**AUSGEWÄHLTER AUSZUG:**
-*-

Wenn im Kirchenbuch neben den Einträgen aus der eigenen Familie auch ein bekannter Name auftaucht, wird man neugierig. So ging es mir mit dem Taufeintrag von Albert von Roon 1803 im Kirchenbuch von Schulzenhagen, Kreis Köslin.

Wikipedia sagt zu ihm (er firmierte immer unter dem Vornamen Albrecht)  „war ein preußischer Generalfeldmarschall. Als Kriegsminister hatte er wesentlichen Anteil am Erfolg Preußens in den Deutschen Einigungskriegen. Er gehört zu den bedeutendsten Heeresreformern seiner Zeit.“…Im Jahr 1873 war er preußischer Ministerpräsident.

Geboren wurde er am 30. April 1803.

Quelle http://www.skany.koszalin.ap.gov.pl/26/73/0/0/179/018.JPG

Taufpaten des jungen Albrecht waren sein Großvater, Johann Noa von Roon aus Frankfurt/Oder , seine Großmutter, die Majorin von Borke in Altdamm (das war Johanna Christina Elisabeth geb. von Osten) und ein Herr Friedel, Cammergerichtsrat und Domherr in Berlin. (vermutlich Christian Emanuel Friedel (1745-1811)

Im Januar 1802 war dem Elternpaar bereits ein Sohn geboren worden, der aber am 8. Mai 1802 an Stickfluß verstarb. So blieb Albrecht das einzige Kind des Paares.

Quelle http://www.skany.koszalin.ap.gov.pl/26/73/0/0/179/017.JPG

Als Albrecht 5 Jahre alt ist, verstirbt sein Vater mit 40 Jahren in Pleushagen an Entkräftung.

Quelle http://www.skany.koszalin.ap.gov.pl/26/73/0/0/179/031.JPG

Albrecht von Roons Geburtstag jährt sich zum 220sten Mal in diesem Jahr. In der Solinger Zeitung vom 30. April 1903 fand ich zur Erinnerung an Roons 100. Geburtstag den folgenden Artikel, der viel über die Jugend in Hinterpommern und die Familie von Albrecht von Roon erzählt:

Aus Roons Jugendzeit – von J. Eltz

Schon 24 Jahre sind verflossen, seitdem Generalfeldmarschall Graf von Roon das Zeitliche gesegnet hat, aber sein Bild lebt fort im deutschen Volk als das eines der großen Heerführer, die das Schwert zu den Siegen der deutschen Kriege geführt haben. Und gerade jetzt, da zum hundertsten Mal der Tag wiederkehrt, an dem er geboren wurde tritt seine kraftvolle Erscheinung mit dem nie verzagenden Kampfesmuth und seiner nie versiegenden Treue wieder vor unser geistiges Auge. Es wäre wohl überflüssig, daran zu erinnern, was Roon,  der sich als den Feldwebel in der großen Compagnie der Armee, deren Hauptmann der König selbst ist“, bezeichnete, für das deutsche Vaterland gethan und wie er zu den höchsten Stufen emporgestiegen ist. Das weiß jeder Deutsche, und deshalb sei dieses Gedenkblatt einigen Mitteilungen über seine Abstammung, seine Kindheit und  seine erste Jugendzeit gewidmet.

-*-

**Einträge im Datensatz:**
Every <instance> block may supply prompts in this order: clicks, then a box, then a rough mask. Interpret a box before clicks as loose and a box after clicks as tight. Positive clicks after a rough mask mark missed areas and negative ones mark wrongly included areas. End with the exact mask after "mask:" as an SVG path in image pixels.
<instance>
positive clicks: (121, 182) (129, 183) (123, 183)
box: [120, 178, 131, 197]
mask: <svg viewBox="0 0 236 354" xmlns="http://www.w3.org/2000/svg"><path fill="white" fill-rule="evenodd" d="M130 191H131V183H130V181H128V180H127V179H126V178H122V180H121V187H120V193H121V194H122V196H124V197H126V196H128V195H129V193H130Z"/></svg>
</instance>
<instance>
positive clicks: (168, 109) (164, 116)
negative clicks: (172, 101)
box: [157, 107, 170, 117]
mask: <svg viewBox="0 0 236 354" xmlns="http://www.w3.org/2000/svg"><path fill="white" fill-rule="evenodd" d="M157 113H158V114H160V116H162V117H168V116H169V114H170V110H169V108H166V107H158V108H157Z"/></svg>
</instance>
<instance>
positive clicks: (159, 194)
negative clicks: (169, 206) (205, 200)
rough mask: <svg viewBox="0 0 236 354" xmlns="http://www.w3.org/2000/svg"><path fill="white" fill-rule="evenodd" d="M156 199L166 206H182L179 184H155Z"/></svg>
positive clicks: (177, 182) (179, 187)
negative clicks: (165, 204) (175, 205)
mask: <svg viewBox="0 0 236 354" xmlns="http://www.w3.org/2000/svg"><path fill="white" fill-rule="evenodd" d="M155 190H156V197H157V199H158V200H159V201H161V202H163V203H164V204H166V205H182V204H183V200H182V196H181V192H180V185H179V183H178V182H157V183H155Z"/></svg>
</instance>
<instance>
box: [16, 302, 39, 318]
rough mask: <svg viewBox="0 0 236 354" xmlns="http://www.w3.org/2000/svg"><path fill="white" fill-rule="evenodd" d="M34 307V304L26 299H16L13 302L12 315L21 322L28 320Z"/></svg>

-*-

**AUFGABE:**
Gib den Text über Albrecht von Roon wortgetreu wieder, von „Quelle http://www.skany.koszalin.ap.gov.pl/26/73/0/0/179/018.JPG“ bis „Pleushagen an Entkräftung.“. Die Datensätze werden hier nicht gebraucht.

**ANTWORT:**
Quelle http://www.skany.koszalin.ap.gov.pl/26/73/0/0/179/018.JPG

Taufpaten des jungen Albrecht waren sein Großvater, Johann Noa von Roon aus Frankfurt/Oder , seine Großmutter, die Majorin von Borke in Altdamm (das war Johanna Christina Elisabeth geb. von Osten) und ein Herr Friedel, Cammergerichtsrat und Domherr in Berlin. (vermutlich Christian Emanuel Friedel (1745-1811)

Im Januar 1802 war dem Elternpaar bereits ein Sohn geboren worden, der aber am 8. Mai 1802 an Stickfluß verstarb. So blieb Albrecht das einzige Kind des Paares.

Quelle http://www.skany.koszalin.ap.gov.pl/26/73/0/0/179/017.JPG

Als Albrecht 5 Jahre alt ist, verstirbt sein Vater mit 40 Jahren in Pleushagen an Entkräftung.